Start SELECTED PASSAGE
Boston Congregationalist ministers Charles Chauncy (1705-87) and Jonathan Mayhew (1720-66) were significant political as well as religious leaders in colonial and revolutionary New England. Scholars have often stressed their influence on major shifts in New England theology, from traditional Calvinism to Arminianism and, ultimately, to universalism and Unitarianism. They have also portrayed Mayhew as an influential preacher, whose works helped shape American revolutionary ideology, and Chauncy as an active leader of the patriot cause. Through a deeply contextualized re-examination of the two ministers as ""men of their times,"" John S. Oakes offers a fresh, comparative interpretation of how their religious and political views changed and interacted over decades. The result is a thoroughly revised reading of Chauncy's and Mayhew's most innovative ideas. Conservative Revolutionaries also unearths strongly traditionalist elements in their belief systems, centering on their shared commitment to a dissenting worldview based on the ideals of their Protestant New England and British heritage. Oakes concludes with a provocative exploration of how the shifting theological and political positions of these two ""conservative revolutionaries"" may have helped redefine prevailing notions of human identity, capability, and destiny.
End SELECTED PASSAGE
WHAT YOU NEED TO DO
(a) In the description of the book on Chauncy and Mayhew, who offers the fresh, comparative interpretation of the two ministers?
(b) Continue writing the description of the book on Chauncy and Mayhew, starting after its final sentence.
Start DATASET ROWS
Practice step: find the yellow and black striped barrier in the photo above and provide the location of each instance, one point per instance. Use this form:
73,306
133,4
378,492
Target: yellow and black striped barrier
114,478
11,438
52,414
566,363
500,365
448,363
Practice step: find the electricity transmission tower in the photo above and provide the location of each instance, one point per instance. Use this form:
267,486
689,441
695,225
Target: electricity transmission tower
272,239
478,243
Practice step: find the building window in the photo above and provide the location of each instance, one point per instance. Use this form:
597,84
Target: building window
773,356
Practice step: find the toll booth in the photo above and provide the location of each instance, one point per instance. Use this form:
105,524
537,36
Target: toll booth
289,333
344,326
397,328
End DATASET ROWS
EXPECTED RESPONSES
(a) John S. Oakes

(b)
About the author

John Oakes is an adjunct professor in the department of history at Simon Fraser University. He recently held a Postdoctoral Fellowship at Harvard Divinity School and a Visiting Fellowship at Yale Divinity School. He has also taught courses in church history and spiritual theology at Regent College, Vancouver. He was educated at Oxford University (MA), Regent College (MDiv and MCS), the University of British Columbia (MA), and Simon Fraser University, where he earned his PhD in history.